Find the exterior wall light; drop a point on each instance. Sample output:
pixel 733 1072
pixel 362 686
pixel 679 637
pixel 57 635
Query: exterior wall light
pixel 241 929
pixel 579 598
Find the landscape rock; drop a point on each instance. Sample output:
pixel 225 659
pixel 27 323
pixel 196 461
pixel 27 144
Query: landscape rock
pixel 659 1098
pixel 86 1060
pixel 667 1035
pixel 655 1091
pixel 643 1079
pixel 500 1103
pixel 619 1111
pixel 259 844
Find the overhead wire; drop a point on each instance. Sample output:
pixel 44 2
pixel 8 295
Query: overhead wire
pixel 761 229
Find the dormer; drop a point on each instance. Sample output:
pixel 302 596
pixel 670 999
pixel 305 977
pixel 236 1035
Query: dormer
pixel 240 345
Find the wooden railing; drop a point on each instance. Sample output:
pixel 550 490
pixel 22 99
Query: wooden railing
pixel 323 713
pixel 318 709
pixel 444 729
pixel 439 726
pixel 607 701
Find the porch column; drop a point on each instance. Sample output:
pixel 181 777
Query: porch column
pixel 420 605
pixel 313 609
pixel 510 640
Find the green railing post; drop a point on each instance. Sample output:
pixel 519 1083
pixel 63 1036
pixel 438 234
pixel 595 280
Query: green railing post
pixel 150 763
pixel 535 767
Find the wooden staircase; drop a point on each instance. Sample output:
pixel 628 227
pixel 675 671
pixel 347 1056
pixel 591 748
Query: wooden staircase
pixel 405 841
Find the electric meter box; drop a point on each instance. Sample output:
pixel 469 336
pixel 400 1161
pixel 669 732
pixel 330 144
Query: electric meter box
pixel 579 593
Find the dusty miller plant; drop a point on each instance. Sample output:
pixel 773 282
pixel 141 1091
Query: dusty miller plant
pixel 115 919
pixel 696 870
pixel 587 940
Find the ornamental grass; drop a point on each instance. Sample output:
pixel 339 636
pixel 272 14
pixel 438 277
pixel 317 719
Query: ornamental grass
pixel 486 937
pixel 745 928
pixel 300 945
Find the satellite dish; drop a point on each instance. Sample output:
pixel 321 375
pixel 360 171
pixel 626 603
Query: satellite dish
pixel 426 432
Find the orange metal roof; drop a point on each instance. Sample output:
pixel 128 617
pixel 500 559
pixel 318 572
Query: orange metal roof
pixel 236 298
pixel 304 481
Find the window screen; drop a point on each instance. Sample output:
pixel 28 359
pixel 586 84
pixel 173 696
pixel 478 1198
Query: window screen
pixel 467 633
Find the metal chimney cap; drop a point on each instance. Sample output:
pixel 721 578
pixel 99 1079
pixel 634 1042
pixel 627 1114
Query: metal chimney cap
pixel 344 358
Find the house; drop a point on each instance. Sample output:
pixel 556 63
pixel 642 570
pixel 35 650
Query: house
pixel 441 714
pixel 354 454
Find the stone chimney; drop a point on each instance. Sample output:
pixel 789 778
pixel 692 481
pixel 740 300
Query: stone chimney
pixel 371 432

→ **Problem to solve**
Put every line from the start of the entries above through the line containing "pixel 259 844", both included, into a JSON list of strings with one string per line. Leave out any blank lines.

→ **Exercise output**
[
  "Find the exterior wall light; drop a point on each instance. Sample output:",
  "pixel 733 1072",
  "pixel 362 686",
  "pixel 679 637",
  "pixel 57 635",
  "Query: exterior wall light",
  "pixel 241 929",
  "pixel 579 598",
  "Find the landscape rock; drop a point on each instance. Sample output:",
  "pixel 225 659",
  "pixel 27 323",
  "pixel 196 461",
  "pixel 27 144",
  "Query: landscape rock",
  "pixel 659 1098",
  "pixel 86 1060",
  "pixel 667 1035",
  "pixel 655 1091",
  "pixel 643 1079",
  "pixel 500 1103",
  "pixel 619 1111",
  "pixel 259 844"
]